◆ TASK DIRECTIONS:
Pick out every line in the entries below that contains the word "blue", treating uppercase and lowercase letters as different.

(Data listing)
_____

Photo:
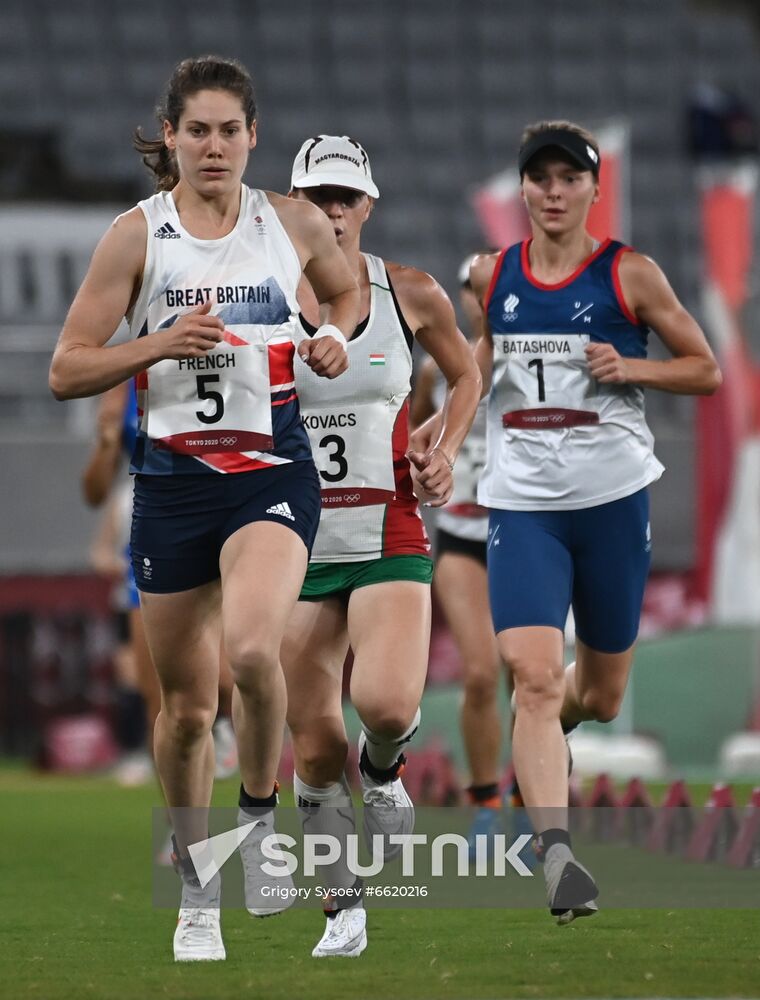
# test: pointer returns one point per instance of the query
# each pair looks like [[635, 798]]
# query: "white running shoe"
[[570, 889], [198, 937], [387, 809], [345, 935], [225, 748], [265, 895]]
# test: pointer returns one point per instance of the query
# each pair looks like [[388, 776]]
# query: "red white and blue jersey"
[[235, 409], [557, 439]]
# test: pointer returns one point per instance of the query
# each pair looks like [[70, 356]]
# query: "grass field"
[[77, 921]]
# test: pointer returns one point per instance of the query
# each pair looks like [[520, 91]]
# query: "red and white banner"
[[728, 428]]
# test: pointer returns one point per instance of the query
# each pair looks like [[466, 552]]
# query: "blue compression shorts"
[[540, 563], [180, 523]]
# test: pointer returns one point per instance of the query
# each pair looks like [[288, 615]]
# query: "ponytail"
[[189, 77]]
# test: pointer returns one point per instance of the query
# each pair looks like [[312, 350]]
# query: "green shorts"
[[339, 579]]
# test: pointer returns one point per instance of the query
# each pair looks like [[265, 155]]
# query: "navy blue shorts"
[[596, 559], [180, 523]]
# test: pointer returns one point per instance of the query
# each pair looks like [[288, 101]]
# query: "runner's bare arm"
[[422, 405], [330, 277], [649, 297], [429, 312], [481, 273], [82, 365]]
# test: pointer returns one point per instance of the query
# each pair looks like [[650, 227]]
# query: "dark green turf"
[[76, 921]]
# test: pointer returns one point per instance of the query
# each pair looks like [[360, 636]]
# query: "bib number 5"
[[202, 382]]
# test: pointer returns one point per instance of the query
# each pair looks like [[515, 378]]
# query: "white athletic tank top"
[[357, 425], [235, 408], [557, 438]]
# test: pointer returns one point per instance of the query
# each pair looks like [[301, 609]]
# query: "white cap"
[[333, 160]]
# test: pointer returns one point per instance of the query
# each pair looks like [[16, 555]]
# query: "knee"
[[388, 721], [189, 721], [481, 687], [602, 706], [320, 755], [253, 658], [537, 685]]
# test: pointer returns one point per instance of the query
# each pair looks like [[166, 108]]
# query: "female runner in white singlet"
[[460, 584], [226, 493], [368, 582], [569, 459]]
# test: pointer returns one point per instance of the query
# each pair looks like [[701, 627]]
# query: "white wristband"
[[328, 330]]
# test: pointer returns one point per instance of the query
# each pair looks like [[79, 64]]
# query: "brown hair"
[[189, 77], [537, 128]]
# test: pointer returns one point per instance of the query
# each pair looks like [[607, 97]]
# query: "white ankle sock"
[[328, 811]]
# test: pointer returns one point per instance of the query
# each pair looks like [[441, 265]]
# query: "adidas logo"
[[282, 509], [166, 232]]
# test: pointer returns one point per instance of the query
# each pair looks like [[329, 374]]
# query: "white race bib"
[[220, 401], [353, 452], [548, 369]]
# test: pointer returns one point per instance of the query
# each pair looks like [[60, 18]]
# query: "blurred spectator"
[[721, 126]]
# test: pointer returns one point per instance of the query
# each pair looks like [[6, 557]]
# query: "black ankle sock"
[[555, 836], [378, 774], [247, 801], [482, 793]]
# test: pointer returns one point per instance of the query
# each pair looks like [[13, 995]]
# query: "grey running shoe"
[[345, 935], [198, 937], [387, 807], [570, 889], [265, 895]]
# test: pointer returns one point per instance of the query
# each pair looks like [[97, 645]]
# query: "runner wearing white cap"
[[368, 582], [460, 584]]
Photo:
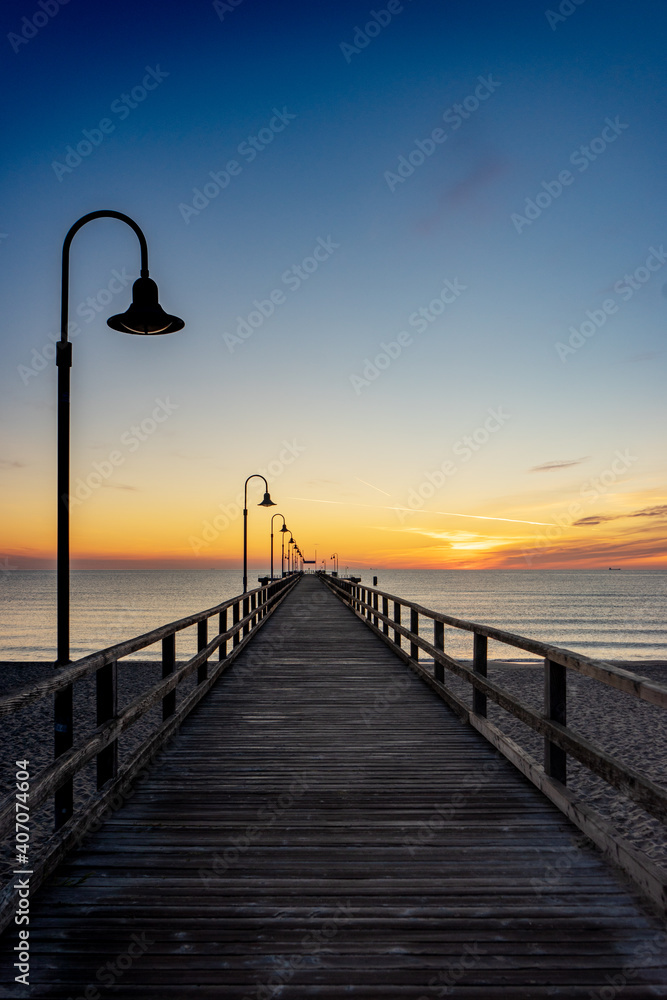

_____

◆ RESPONSE TO THE TASK:
# query: "red white and blue jersey"
# query: "blue compression shorts"
# query: "navy blue shorts"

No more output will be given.